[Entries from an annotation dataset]

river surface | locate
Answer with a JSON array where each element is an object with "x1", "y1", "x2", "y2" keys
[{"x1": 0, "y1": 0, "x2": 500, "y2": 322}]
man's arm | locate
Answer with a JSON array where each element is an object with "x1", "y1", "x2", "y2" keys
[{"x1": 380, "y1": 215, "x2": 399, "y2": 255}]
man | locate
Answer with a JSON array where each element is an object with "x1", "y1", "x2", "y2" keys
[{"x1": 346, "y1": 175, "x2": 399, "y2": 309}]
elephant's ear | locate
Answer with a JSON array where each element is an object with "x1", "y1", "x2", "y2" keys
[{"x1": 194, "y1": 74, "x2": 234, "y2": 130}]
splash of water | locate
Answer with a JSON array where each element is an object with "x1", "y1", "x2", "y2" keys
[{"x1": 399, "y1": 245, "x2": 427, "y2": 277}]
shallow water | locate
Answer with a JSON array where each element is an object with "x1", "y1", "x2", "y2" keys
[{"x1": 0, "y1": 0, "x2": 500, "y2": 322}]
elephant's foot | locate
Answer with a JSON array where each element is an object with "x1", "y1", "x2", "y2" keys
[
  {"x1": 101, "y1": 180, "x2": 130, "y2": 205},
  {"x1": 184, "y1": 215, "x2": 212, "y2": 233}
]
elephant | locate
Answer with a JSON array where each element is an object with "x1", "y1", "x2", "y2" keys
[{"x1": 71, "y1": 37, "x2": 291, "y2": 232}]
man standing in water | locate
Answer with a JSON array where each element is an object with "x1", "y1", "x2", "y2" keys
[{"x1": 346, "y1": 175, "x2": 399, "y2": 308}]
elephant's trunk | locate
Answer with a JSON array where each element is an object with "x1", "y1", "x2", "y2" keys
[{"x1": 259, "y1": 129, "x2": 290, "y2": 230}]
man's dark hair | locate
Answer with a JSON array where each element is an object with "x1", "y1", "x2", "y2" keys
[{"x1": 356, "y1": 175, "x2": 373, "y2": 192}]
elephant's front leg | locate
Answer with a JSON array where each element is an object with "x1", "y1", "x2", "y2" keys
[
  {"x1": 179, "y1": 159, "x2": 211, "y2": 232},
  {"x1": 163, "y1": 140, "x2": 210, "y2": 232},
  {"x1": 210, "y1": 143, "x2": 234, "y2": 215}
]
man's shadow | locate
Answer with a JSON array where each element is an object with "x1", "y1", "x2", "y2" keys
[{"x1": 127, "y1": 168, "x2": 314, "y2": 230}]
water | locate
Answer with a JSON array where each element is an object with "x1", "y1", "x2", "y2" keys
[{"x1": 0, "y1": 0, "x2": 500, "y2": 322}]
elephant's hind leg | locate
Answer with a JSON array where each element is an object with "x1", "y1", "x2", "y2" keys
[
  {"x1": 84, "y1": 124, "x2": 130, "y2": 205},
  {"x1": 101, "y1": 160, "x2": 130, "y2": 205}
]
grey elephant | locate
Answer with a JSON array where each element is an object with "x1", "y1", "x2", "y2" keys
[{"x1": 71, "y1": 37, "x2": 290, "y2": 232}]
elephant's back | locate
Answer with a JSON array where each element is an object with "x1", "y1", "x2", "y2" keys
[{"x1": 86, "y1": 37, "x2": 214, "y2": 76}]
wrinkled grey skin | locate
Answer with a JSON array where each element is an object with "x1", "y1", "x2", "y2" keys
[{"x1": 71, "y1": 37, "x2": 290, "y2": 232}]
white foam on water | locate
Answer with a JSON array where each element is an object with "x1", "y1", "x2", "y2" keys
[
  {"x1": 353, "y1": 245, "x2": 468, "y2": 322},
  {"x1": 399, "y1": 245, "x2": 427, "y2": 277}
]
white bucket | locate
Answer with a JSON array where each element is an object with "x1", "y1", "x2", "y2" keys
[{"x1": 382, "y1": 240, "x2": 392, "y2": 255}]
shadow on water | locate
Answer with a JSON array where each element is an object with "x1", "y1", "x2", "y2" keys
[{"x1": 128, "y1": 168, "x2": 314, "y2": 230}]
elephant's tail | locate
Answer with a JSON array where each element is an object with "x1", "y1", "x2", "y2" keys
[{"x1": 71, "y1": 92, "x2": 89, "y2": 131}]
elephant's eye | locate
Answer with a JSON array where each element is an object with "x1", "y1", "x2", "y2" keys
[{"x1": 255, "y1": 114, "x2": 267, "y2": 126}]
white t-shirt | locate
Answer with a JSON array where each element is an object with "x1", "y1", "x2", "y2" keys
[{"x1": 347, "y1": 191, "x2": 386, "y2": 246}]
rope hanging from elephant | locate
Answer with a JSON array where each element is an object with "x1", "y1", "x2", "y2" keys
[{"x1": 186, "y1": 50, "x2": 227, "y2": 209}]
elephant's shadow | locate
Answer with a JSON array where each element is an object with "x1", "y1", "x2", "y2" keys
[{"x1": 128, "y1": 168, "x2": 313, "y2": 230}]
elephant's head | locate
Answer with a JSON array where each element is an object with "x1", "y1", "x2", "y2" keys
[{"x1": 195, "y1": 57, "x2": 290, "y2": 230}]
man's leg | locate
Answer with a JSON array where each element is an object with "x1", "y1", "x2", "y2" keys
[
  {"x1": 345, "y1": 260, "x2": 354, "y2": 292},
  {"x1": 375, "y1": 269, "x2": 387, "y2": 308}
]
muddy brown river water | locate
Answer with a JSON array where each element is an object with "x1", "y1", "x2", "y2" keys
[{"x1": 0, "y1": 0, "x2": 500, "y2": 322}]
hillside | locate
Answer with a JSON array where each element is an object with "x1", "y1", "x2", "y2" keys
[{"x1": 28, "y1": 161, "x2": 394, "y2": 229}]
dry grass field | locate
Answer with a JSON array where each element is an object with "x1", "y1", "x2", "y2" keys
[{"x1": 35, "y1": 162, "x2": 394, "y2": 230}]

Description of the task =>
Find every line in the listing above that has the word "grey" in it, and copy each of those lines.

Output for this exercise =>
grey elephant | locate
wrinkled grey skin | locate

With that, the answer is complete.